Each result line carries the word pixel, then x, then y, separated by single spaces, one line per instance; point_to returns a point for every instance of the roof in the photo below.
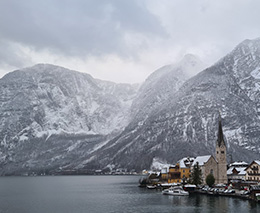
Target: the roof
pixel 240 170
pixel 239 163
pixel 186 162
pixel 201 160
pixel 255 161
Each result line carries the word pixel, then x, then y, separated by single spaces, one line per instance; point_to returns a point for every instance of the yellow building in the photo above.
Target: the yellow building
pixel 174 175
pixel 179 172
pixel 253 171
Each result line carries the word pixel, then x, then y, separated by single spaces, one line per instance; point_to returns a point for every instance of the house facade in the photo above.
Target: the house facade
pixel 208 165
pixel 237 171
pixel 216 166
pixel 253 171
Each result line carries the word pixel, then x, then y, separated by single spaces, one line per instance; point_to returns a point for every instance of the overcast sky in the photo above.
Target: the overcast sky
pixel 121 40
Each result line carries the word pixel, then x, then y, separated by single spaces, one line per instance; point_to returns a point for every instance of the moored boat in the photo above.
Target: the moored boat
pixel 176 191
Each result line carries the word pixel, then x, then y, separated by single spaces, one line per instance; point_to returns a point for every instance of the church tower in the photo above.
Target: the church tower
pixel 221 155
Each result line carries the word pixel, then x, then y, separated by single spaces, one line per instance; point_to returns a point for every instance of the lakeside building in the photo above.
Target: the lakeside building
pixel 237 171
pixel 216 166
pixel 253 171
pixel 208 164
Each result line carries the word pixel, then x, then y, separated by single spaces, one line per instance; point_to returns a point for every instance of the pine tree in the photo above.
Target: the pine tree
pixel 196 175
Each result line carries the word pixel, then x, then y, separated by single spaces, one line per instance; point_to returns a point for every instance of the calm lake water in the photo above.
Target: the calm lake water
pixel 104 194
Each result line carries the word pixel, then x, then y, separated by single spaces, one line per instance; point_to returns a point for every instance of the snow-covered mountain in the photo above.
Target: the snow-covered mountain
pixel 44 102
pixel 185 123
pixel 165 81
pixel 55 119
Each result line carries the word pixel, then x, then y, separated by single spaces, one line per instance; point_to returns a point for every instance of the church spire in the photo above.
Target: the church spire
pixel 220 139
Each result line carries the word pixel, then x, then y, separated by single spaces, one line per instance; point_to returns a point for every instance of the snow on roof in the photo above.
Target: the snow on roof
pixel 185 162
pixel 257 161
pixel 240 170
pixel 239 163
pixel 201 160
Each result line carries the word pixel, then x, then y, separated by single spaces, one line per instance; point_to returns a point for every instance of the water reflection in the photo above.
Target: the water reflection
pixel 110 194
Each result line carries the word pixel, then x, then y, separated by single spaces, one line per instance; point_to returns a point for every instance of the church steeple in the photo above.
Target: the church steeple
pixel 220 139
pixel 221 154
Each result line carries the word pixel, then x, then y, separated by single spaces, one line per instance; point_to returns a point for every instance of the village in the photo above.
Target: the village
pixel 214 176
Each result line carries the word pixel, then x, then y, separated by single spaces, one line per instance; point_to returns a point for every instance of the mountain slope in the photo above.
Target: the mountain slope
pixel 185 123
pixel 44 102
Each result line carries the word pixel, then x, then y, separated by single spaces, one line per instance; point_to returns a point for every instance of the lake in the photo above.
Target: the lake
pixel 110 194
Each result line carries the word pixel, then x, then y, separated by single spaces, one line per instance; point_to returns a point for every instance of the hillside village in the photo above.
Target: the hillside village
pixel 236 173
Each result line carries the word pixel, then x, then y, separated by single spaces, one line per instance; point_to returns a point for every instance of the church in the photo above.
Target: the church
pixel 215 165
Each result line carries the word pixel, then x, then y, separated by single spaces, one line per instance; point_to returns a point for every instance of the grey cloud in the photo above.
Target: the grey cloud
pixel 76 28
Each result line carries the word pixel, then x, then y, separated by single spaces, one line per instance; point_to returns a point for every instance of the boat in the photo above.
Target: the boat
pixel 176 191
pixel 151 186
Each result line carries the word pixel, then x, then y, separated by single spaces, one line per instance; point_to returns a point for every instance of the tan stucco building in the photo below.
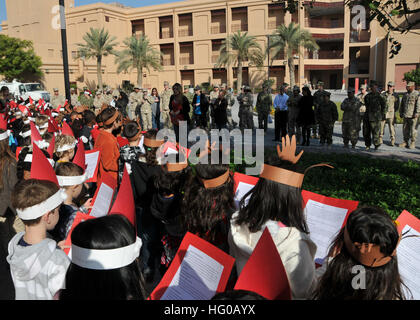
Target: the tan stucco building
pixel 189 34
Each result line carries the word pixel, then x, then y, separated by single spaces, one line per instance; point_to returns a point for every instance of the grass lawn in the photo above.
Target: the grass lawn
pixel 390 184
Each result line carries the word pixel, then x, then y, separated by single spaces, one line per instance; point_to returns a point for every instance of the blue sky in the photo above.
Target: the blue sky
pixel 131 3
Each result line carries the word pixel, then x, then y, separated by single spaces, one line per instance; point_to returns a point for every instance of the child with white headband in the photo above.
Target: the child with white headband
pixel 37 266
pixel 104 263
pixel 64 148
pixel 71 178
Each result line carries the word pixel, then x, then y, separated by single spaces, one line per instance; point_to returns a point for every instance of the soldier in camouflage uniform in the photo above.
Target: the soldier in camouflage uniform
pixel 57 99
pixel 164 105
pixel 246 103
pixel 317 101
pixel 375 113
pixel 135 99
pixel 393 104
pixel 292 106
pixel 351 119
pixel 410 111
pixel 230 102
pixel 264 104
pixel 327 114
pixel 98 101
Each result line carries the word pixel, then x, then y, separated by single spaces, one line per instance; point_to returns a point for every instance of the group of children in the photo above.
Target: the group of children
pixel 111 258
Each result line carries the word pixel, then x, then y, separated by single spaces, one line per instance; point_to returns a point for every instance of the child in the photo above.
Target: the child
pixel 64 148
pixel 366 225
pixel 107 277
pixel 38 267
pixel 277 204
pixel 71 178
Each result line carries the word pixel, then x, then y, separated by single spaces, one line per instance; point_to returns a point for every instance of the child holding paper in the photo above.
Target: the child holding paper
pixel 38 267
pixel 376 231
pixel 114 273
pixel 71 178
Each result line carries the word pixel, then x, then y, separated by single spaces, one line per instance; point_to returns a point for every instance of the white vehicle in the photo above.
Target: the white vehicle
pixel 25 90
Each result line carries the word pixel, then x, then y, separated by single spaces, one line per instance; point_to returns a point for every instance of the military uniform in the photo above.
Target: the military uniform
pixel 246 102
pixel 292 106
pixel 375 113
pixel 135 99
pixel 410 111
pixel 164 107
pixel 264 104
pixel 351 121
pixel 327 114
pixel 57 100
pixel 393 104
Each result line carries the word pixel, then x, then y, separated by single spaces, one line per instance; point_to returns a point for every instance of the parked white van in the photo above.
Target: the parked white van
pixel 25 90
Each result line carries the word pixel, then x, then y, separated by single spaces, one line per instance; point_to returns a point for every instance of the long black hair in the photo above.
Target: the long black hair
pixel 270 200
pixel 364 225
pixel 126 283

### Task brief
Now transcribe all the entries above exactly, so that no picture is carried over.

### Exercise response
Each result line carries the word pixel, then x, then y, separated by single spaces, one line per instance; point_to returns a point for every instance of the roof in the photo below.
Target: the roof
pixel 240 170
pixel 239 163
pixel 186 162
pixel 201 160
pixel 255 161
Each result line carries the word pixel, then x, then y, separated by single spaces, one line per instance; point_to returns a point for every instance of the yellow building in the photo above.
Target: the yellow building
pixel 174 175
pixel 179 172
pixel 253 171
Each result line carries the word pixel, then x, then y, separated by single spaces, one line per instance; point_to returns a point for every instance of the house facade in the photo above.
Target: the house facade
pixel 208 165
pixel 237 171
pixel 216 166
pixel 253 171
Each result line carries the word pixel, then x, then y, separated by single spaces, one line per instance; point_to returns a point for every instance of the overcast sky in the photo above.
Target: the overcast sky
pixel 121 40
Each result line carries the word pixel, then x, then y, separated by single spaces, one line per instance; point_to returns a point for every instance of the moored boat in the photo above.
Target: the moored boat
pixel 176 191
Each result line carries the word pixel, then x, then y, separated by single spaces, one line per instance; point_to returns a point for every instance of the church tower in the photo above.
Target: the church tower
pixel 221 155
Each result line carries the word pixel, then x, then y, separated by single spaces, one line per instance; point_to returns a point for every instance of the lakeside building in the photo above.
Target: the lakeside building
pixel 237 171
pixel 216 166
pixel 253 171
pixel 208 164
Each result line carries the word pixel, then x, then y, separated by single spaces, one line per instance; point_to returns a point for every instance of the pine tree in the photo above.
Target: the pine tree
pixel 196 175
Each result line carries the word pixel, then x, then y, separated by single spaces, one line per instance; point_to returns a point for every instance of the calm lake water in the photo above.
Target: the calm lake water
pixel 104 194
Each result line carries the word pixel, then x, then y, separated by single spaces, one line per instance; point_to returns a point for every instance of the snow-covered mountain in the photo above.
Target: the snow-covered mountain
pixel 44 102
pixel 185 123
pixel 165 81
pixel 55 119
Each result line carries the word pixel, then x, then y, separated by single spaces, one line per instance; point_to returns a point for every instance of the church spire in the photo above.
Target: the church spire
pixel 220 139
Each result line carries the word pixel, then x, then y, separated by single spaces, one line per instance; point_to returns a point for every instance of the snow on roof in the photo above.
Target: the snow on roof
pixel 185 162
pixel 257 161
pixel 240 170
pixel 239 163
pixel 201 160
Each result line carries the word pixel, then x, then y, separated by single spaces, one line per instance; point_to returns a point for every instance of the water reflection in the photo above.
Target: the water reflection
pixel 110 194
Each result line carries the word pixel, then x, then y, separated by single spaces, one line per instance; point_to returns a point for every instance of the church steeple in the photo above.
Target: the church steeple
pixel 220 139
pixel 221 154
Each result line carries the word pixel, then x, then y, separated by single spaces, one line per instance; point_to returns a point for every instance of the village in the photo above.
Target: the village
pixel 214 176
Each result line carries the word pixel, then x, then y, separated by single spaces, one line per instance; point_to returns a point for every instance of the mountain slope in the photo above.
Target: the mountain slope
pixel 185 123
pixel 44 102
Each result line carries the word pixel, then x, then y, separated by single spaces, one line per instance; point_to returns a point for every instance of the lake in the photo above.
Target: the lake
pixel 110 194
Each result line carries the word pixel, then x, then y, separated by single spaces, one line per instance; point_to returns a point for every instance of the hillside village in the photo above.
Target: the hillside village
pixel 236 173
Each result line carries the word pixel, then x, then y, separated by single spaces, one line per instance; point_to returns a point for every instance of the church in the photo above.
Target: the church
pixel 215 165
Each result line carries the word pixel, then x, then y, separated by single spaces, one line per instance; point_to returns a point for every instance of the grey cloud in the photo above.
Target: the grey cloud
pixel 76 28
Each result line carries the word pixel, then x, then y, separated by single spaces, one line per instance; point_to returns a point for every instance of the boat in the photo above.
Target: the boat
pixel 176 191
pixel 151 186
Each result line carries the word pixel, then x, then y, separated by single spaces, one line per instance; point_to returns a point for every instance of the tan stucco building in the photo below.
Target: the tan stucco building
pixel 189 34
Each result line carries the word pixel, then x, then y, separated by single spaces, one line per instance; point_to returns a point for every instance of the grass lawn in the photo above.
Target: the grass lawn
pixel 390 184
Each result line carries the word pixel, then x, then y, separated by single spaces, one line per instance; point_to returns a point for every instance of the blue sky in the photo above.
Target: the blue sky
pixel 131 3
Each result line carries the word pixel, then x, then y, separated by single spaces, one line per instance; point_to returns a point for every instance of the child with white headband in the photo above.
Target: the child with white headband
pixel 37 266
pixel 104 263
pixel 64 148
pixel 71 178
Each result line carries the word pixel, then x, then y, separated by single spaces, one line per instance; point_to returns a point for every instance of the soldier in camouflage uniform in the photo above.
Target: the soldier in camouflage uniform
pixel 57 99
pixel 164 105
pixel 246 103
pixel 317 101
pixel 375 113
pixel 135 99
pixel 393 104
pixel 292 106
pixel 351 119
pixel 410 111
pixel 230 102
pixel 264 104
pixel 327 114
pixel 98 101
Each result line carries the word pixel, then x, then y, separated by single spaces, one line per instance; point_to returns a point for every instance of the group of children in the photo above.
Target: the group of children
pixel 111 258
Each result line carries the word pixel, then x, then y, separated by single spaces, one line per instance; point_to returns a point for every instance of the child in the photo above.
Target: the child
pixel 64 148
pixel 366 225
pixel 107 277
pixel 38 267
pixel 277 204
pixel 71 178
Each result line carries the word pixel, then x, then y, separated by single spaces, one line per instance; point_to returns a point for every instance of the child holding paper in the photo above.
Target: the child holding paper
pixel 38 267
pixel 376 231
pixel 114 273
pixel 71 178
Each result line carries the word pixel, then x, then y, separated by single spaces, one line per instance; point_to returns a point for every instance of the white vehicle in the photo above.
Target: the white vehicle
pixel 25 90
Each result line carries the word pixel, then x, then y, separated by single spaces, one line per instance; point_to returns a point for every instance of the military uniform in the photo above.
Target: the military uniform
pixel 246 102
pixel 292 106
pixel 375 113
pixel 135 99
pixel 410 111
pixel 164 107
pixel 264 104
pixel 351 121
pixel 327 114
pixel 57 100
pixel 393 104
Each result line carries the word pixel, then x, then y, separated by single spaces, one line per instance; point_to returns a point for every instance of the parked white van in the photo above.
Target: the parked white van
pixel 25 90
Each result line carries the word pixel, then x, then y, separated by single spaces, one line per instance; point_to returns a point for every instance of the long black hair in the photo above.
Target: the long black hair
pixel 270 200
pixel 364 225
pixel 126 283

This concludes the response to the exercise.